[Stored data entries]

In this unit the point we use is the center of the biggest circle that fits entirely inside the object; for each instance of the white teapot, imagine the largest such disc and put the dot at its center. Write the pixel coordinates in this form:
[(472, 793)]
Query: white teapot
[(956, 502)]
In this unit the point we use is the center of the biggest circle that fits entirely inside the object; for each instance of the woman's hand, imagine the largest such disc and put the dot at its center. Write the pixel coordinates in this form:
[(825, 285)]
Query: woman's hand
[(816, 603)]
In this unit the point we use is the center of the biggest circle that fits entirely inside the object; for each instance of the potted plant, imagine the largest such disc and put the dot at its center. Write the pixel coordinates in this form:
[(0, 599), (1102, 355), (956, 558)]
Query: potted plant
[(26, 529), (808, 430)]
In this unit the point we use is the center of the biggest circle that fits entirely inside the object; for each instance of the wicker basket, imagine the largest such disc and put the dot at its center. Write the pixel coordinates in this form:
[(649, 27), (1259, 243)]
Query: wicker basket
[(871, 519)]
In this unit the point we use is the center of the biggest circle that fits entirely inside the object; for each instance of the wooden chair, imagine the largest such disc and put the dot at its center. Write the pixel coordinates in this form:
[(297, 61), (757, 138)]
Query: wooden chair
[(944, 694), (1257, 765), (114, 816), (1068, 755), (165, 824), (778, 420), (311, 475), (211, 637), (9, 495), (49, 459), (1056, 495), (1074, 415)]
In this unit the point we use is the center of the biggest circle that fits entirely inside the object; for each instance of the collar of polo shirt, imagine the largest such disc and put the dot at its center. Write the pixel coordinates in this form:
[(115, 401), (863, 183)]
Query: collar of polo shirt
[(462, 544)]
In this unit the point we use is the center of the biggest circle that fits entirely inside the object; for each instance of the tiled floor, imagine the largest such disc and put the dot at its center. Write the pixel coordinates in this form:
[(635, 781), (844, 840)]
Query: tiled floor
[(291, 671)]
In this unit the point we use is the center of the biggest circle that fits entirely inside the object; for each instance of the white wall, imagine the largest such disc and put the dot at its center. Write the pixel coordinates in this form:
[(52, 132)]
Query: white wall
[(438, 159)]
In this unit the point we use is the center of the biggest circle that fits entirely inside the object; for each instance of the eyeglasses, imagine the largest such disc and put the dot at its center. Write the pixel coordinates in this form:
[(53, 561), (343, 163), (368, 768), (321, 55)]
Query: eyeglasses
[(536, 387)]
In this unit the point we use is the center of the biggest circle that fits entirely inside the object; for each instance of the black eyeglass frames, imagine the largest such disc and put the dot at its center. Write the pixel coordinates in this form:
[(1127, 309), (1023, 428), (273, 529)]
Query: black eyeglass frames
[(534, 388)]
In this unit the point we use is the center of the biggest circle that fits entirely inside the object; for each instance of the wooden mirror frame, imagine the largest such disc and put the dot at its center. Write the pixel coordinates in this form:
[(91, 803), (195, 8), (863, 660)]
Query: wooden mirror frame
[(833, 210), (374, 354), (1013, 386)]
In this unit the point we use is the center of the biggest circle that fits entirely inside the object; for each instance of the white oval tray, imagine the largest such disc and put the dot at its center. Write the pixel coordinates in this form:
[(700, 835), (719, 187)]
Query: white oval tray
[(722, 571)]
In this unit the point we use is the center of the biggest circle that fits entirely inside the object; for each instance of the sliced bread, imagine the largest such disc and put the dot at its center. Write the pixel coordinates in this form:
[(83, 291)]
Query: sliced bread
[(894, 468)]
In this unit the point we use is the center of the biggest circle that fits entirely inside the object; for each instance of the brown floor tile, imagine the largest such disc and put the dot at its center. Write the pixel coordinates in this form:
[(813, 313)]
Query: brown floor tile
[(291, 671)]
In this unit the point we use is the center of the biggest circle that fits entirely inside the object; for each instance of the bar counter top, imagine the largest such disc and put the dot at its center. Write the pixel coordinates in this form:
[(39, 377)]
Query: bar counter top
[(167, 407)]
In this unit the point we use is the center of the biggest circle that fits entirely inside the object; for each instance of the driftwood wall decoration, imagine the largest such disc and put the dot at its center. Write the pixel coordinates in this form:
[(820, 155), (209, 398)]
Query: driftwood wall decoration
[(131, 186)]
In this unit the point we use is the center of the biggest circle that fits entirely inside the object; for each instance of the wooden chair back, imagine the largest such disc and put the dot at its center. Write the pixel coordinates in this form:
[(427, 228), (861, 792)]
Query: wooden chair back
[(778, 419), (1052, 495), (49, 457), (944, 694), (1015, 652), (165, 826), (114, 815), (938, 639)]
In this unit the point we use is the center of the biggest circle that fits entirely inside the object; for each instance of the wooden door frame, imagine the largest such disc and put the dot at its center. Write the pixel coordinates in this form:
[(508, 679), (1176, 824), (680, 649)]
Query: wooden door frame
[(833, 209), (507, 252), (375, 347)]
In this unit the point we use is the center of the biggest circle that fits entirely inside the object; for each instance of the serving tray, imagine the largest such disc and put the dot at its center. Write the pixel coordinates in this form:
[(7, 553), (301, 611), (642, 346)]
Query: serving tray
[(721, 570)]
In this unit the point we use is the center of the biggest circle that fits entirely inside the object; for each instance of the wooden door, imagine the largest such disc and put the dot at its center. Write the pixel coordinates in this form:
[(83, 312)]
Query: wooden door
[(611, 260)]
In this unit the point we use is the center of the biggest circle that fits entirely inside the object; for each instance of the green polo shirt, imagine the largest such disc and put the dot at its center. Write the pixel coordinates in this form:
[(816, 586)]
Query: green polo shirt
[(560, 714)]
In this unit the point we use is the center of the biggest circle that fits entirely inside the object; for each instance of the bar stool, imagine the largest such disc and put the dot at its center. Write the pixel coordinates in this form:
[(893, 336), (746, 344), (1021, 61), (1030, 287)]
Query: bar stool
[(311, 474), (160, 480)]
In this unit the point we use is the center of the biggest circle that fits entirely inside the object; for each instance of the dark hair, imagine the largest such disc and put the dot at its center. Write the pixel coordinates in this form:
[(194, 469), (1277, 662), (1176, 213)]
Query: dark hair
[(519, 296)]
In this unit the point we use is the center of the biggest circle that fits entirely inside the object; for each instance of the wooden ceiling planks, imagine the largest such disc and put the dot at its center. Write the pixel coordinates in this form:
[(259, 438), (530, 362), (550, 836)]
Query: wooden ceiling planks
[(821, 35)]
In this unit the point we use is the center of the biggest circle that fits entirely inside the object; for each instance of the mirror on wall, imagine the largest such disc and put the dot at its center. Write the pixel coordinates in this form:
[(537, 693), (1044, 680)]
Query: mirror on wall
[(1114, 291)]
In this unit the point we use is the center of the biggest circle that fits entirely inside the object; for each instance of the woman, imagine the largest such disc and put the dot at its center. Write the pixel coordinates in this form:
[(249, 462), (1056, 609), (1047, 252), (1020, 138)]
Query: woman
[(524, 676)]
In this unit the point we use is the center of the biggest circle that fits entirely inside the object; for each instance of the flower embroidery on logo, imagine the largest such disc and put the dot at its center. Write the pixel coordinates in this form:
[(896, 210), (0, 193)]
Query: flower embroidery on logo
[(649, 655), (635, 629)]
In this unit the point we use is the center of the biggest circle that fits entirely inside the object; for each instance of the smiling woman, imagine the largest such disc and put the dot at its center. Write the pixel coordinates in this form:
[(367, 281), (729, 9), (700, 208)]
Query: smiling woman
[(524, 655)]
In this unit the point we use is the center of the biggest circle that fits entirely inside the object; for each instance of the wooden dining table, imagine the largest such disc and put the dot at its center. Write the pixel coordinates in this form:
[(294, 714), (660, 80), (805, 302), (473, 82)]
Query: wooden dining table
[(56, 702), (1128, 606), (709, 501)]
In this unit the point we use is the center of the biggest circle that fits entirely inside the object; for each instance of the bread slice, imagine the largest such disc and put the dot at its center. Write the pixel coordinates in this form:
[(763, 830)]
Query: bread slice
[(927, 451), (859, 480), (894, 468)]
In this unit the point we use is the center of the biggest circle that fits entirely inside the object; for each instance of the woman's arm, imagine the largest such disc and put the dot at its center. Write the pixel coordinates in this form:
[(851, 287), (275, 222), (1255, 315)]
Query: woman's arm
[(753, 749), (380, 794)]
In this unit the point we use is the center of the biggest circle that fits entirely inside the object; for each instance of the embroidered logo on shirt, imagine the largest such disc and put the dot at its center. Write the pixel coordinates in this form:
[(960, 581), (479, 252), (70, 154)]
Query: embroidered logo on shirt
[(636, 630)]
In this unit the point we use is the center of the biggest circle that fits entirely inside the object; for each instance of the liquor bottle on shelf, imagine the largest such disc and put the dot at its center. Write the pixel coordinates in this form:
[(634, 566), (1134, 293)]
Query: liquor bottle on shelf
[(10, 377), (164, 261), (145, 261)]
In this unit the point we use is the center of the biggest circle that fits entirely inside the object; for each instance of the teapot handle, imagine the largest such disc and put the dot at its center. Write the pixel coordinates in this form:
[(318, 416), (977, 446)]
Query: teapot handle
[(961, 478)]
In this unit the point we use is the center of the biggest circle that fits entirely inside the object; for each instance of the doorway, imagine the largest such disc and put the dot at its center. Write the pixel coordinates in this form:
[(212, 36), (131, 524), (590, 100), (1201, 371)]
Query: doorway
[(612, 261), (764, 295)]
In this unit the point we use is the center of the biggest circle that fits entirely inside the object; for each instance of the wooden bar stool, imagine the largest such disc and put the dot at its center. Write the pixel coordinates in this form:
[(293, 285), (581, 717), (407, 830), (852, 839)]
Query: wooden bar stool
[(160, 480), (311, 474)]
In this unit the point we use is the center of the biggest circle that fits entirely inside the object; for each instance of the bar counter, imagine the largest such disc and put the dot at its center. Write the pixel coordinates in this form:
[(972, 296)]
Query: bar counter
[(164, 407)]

## Problem to solve
In the entries above, find the line holding "wooden door, imagine" and the line holding "[(83, 312)]"; print both of them and every line between, exactly, and nothing else.

## Reply to the exercise
In this unit the point we use is the center of the biggest circle that fits entirely inside the object; for each instance of the wooden door, imagine the largest such disc and put the dot at its center. Write the pixel coordinates in this form:
[(83, 312)]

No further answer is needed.